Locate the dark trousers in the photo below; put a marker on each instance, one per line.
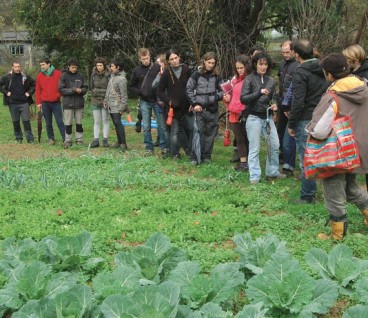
(207, 123)
(48, 110)
(281, 127)
(178, 137)
(17, 112)
(241, 138)
(119, 128)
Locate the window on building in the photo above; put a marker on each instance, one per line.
(17, 49)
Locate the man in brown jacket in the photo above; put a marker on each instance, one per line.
(352, 99)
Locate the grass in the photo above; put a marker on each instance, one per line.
(124, 198)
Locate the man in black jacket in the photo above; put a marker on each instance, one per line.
(287, 68)
(141, 85)
(73, 87)
(18, 88)
(309, 84)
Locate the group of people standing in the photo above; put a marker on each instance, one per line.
(181, 100)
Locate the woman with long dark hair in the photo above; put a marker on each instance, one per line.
(116, 100)
(242, 68)
(257, 92)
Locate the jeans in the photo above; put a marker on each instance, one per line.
(188, 122)
(17, 112)
(101, 114)
(340, 189)
(178, 137)
(308, 187)
(289, 150)
(146, 109)
(119, 128)
(69, 116)
(48, 109)
(256, 127)
(161, 120)
(207, 123)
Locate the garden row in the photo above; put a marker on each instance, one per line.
(59, 277)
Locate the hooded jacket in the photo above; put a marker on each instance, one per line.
(352, 99)
(362, 71)
(173, 90)
(257, 103)
(204, 89)
(27, 87)
(309, 84)
(68, 84)
(285, 74)
(98, 86)
(47, 86)
(116, 96)
(141, 81)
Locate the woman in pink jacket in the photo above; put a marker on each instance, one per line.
(236, 109)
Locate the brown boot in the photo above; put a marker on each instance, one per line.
(338, 231)
(365, 214)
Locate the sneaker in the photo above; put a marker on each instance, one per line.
(177, 156)
(165, 154)
(303, 201)
(105, 143)
(243, 166)
(138, 126)
(95, 143)
(279, 176)
(67, 144)
(149, 153)
(288, 172)
(235, 157)
(123, 147)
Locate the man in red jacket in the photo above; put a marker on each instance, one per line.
(48, 98)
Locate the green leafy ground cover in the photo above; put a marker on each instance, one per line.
(122, 199)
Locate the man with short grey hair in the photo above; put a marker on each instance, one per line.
(18, 89)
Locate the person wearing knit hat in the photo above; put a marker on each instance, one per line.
(336, 64)
(352, 99)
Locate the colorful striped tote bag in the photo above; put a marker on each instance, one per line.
(338, 153)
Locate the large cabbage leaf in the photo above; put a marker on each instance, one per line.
(317, 259)
(59, 283)
(358, 311)
(282, 285)
(43, 308)
(122, 280)
(338, 265)
(155, 259)
(325, 295)
(226, 282)
(252, 311)
(33, 280)
(75, 302)
(255, 254)
(361, 288)
(148, 301)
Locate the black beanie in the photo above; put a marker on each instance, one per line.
(335, 63)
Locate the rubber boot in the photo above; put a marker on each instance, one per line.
(338, 231)
(235, 157)
(365, 214)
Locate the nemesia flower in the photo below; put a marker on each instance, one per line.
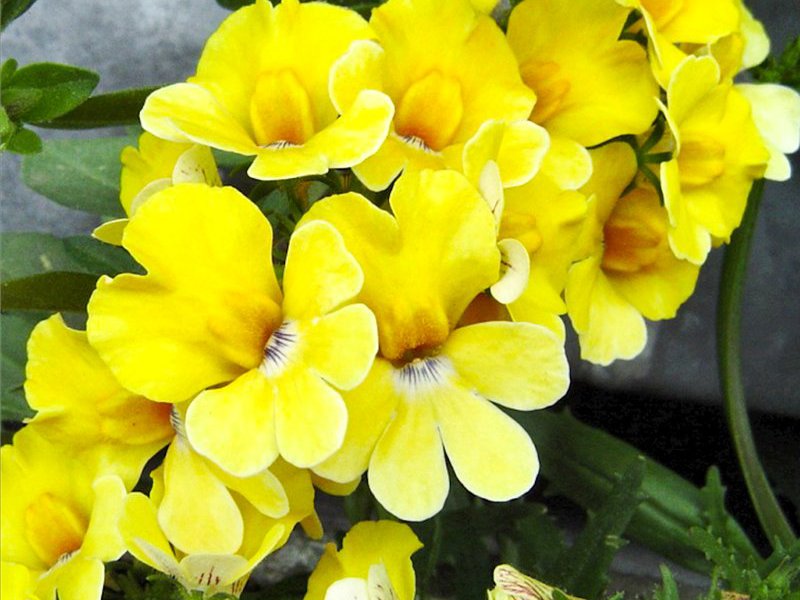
(590, 85)
(82, 407)
(58, 522)
(510, 584)
(447, 68)
(209, 312)
(374, 563)
(262, 58)
(630, 272)
(718, 154)
(210, 569)
(433, 386)
(156, 165)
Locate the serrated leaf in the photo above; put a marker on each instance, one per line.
(80, 174)
(24, 141)
(104, 110)
(57, 291)
(12, 9)
(62, 87)
(15, 328)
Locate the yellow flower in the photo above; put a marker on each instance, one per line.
(776, 113)
(718, 154)
(630, 272)
(590, 85)
(82, 407)
(261, 58)
(510, 584)
(374, 563)
(446, 67)
(210, 314)
(156, 165)
(434, 384)
(211, 568)
(58, 522)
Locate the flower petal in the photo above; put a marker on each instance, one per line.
(369, 408)
(234, 425)
(198, 513)
(518, 365)
(320, 273)
(203, 313)
(186, 112)
(491, 454)
(342, 345)
(407, 473)
(311, 418)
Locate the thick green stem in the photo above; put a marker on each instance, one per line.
(734, 269)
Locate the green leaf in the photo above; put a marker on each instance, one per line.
(29, 253)
(104, 110)
(18, 101)
(57, 291)
(583, 568)
(24, 141)
(81, 174)
(6, 71)
(12, 9)
(15, 328)
(580, 461)
(63, 87)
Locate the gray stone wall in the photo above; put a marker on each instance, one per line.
(145, 42)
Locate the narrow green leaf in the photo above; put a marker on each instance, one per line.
(31, 253)
(580, 461)
(24, 141)
(583, 568)
(56, 291)
(81, 174)
(63, 87)
(15, 328)
(12, 9)
(6, 71)
(17, 100)
(104, 110)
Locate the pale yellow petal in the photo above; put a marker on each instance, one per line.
(608, 326)
(518, 365)
(492, 456)
(320, 273)
(204, 311)
(311, 418)
(188, 112)
(407, 472)
(342, 345)
(234, 426)
(198, 513)
(369, 407)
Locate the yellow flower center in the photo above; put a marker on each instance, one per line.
(543, 77)
(280, 348)
(53, 528)
(635, 234)
(430, 112)
(280, 110)
(700, 161)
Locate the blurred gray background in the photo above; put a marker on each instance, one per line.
(148, 42)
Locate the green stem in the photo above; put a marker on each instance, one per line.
(734, 268)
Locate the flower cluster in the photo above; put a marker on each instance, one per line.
(583, 162)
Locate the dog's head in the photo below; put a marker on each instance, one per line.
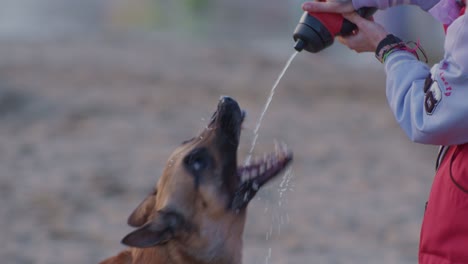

- - - - - - -

▸ **WRITTEN PROBLEM**: Copy out all of the data above, changing every "put a marker on" to "place a point on" and keeping everything else as it is. Omit the pictures.

▸ **THE RESULT**:
Locate the dark trousers in the photo below; place a point on each instance, one per line.
(207, 123)
(48, 110)
(281, 127)
(178, 137)
(17, 112)
(241, 138)
(119, 128)
Locate the window on building in the photo above; place a point on each instance, one per line.
(17, 49)
Locate the man in brown jacket in the photo above; place a point on each instance, one per line.
(352, 99)
Locate the grass in the photo above; place a point on each instance, one per line.
(124, 198)
Locate the man in black jacket in the photo above; place a point on each instance, one per line.
(287, 68)
(141, 85)
(73, 87)
(18, 88)
(309, 84)
Locate the group of people standing in the photo above; place a point on each instance, one per line.
(181, 100)
Locate the woman with long dark hair in the photo above; place a point on each instance, one per line.
(116, 100)
(242, 68)
(257, 92)
Locate the jeans in the photo above; place a point on each instance, one per line.
(188, 122)
(17, 112)
(101, 114)
(340, 189)
(178, 137)
(308, 187)
(289, 150)
(146, 109)
(119, 128)
(69, 116)
(48, 109)
(256, 127)
(161, 120)
(207, 123)
Locate the garden row in the photo above; place a point on each instance, one per line.
(59, 277)
Locate the hooded jacket in the photo above; place a point on each instance, one per line.
(352, 99)
(362, 71)
(173, 90)
(257, 103)
(204, 89)
(27, 87)
(309, 84)
(68, 84)
(285, 74)
(98, 86)
(47, 86)
(116, 96)
(141, 81)
Locate the woman in pink jacket in the photo above; place a point on each instance, one per line.
(236, 109)
Locate the brown boot in the photo above; place a point on each instance, one per line.
(338, 231)
(365, 214)
Locate the sneaker in the photo above; place a point on each instance, one per line.
(177, 156)
(165, 154)
(303, 201)
(105, 143)
(243, 166)
(138, 126)
(95, 143)
(279, 176)
(67, 144)
(149, 153)
(288, 172)
(235, 157)
(123, 147)
Locate the man in red jacket in the photo above; place a point on each instance, one per line.
(48, 98)
Locate the green leafy ground cover in the photo above; place a point on each instance, one per line.
(122, 199)
Locate the man with short grey hair in the photo above; place a point on each instance, one per line.
(18, 89)
Locate the person wearing knit hat in the photo above; place a point on each instance, one per line.
(336, 64)
(352, 99)
Locate the colorful striped tote bag in the photo above; place a point on each instance, one per line.
(338, 153)
Locate the large cabbage leaf in the photo above; place a point on each instance, one per line.
(317, 259)
(59, 283)
(358, 311)
(282, 285)
(43, 308)
(122, 280)
(338, 265)
(155, 259)
(325, 295)
(226, 282)
(252, 311)
(33, 280)
(75, 302)
(255, 254)
(361, 288)
(148, 301)
Locate the black beanie in the photo above; place a point on each instance, one per line.
(335, 63)
Locate the rubber boot in the photo above; place a point on each instance, one per line.
(338, 231)
(235, 157)
(365, 214)
Locate the nemesia flower in the photo below; place a point on each instance, one per line.
(590, 85)
(82, 407)
(58, 522)
(510, 584)
(447, 68)
(209, 312)
(374, 563)
(262, 58)
(630, 272)
(718, 154)
(210, 569)
(433, 386)
(156, 165)
Locate the serrated leaf in the photo above; place a point on each instance, one per line.
(80, 174)
(24, 141)
(104, 110)
(57, 291)
(12, 9)
(62, 87)
(15, 328)
Locate the yellow flower in the photo above; place a point on each instance, one per line.
(776, 113)
(718, 154)
(630, 272)
(590, 85)
(82, 407)
(261, 58)
(510, 584)
(374, 563)
(446, 67)
(210, 314)
(156, 165)
(434, 384)
(211, 568)
(58, 522)
Locate the flower petal in the photo above; place a point on each instance, one per line.
(369, 408)
(234, 425)
(198, 513)
(518, 365)
(320, 273)
(203, 313)
(186, 112)
(491, 454)
(342, 345)
(407, 473)
(311, 418)
Locate the thick green stem in the photo above; place a point on each instance, one per line.
(734, 269)
Locate the green leaf in the photo above; place a point on each instance, one per line.
(29, 253)
(104, 110)
(18, 101)
(57, 291)
(583, 568)
(24, 141)
(81, 174)
(6, 71)
(12, 9)
(15, 328)
(580, 461)
(63, 87)
Locate the gray stone wall in the photo above; place a point on each instance, one per line.
(145, 42)
Locate the narrow green leaf in the photo above; place a point on each instance, one per line.
(31, 253)
(580, 461)
(24, 141)
(583, 568)
(56, 291)
(81, 174)
(63, 87)
(15, 328)
(12, 9)
(6, 71)
(17, 100)
(104, 110)
Locate the pale yellow petal in the photo above; place a point on each instance, one per line.
(608, 326)
(518, 365)
(492, 456)
(320, 273)
(204, 311)
(311, 418)
(188, 112)
(407, 472)
(342, 345)
(234, 426)
(198, 513)
(369, 407)
Locate the yellow flower center in the photo above; place a point on each instance, one per line.
(543, 77)
(280, 348)
(53, 528)
(635, 234)
(430, 112)
(280, 110)
(700, 161)
Locate the blurred gray background in the photo above; place a point on each instance, one per line.
(148, 42)
Locate the green stem in the photo above; place a point on each instance, one per line.
(734, 268)
Locate the flower cluster in the photo above; place a point on each instance, one per line.
(583, 162)
Locate the dog's head in the photo below; place a point on each instance, one per line.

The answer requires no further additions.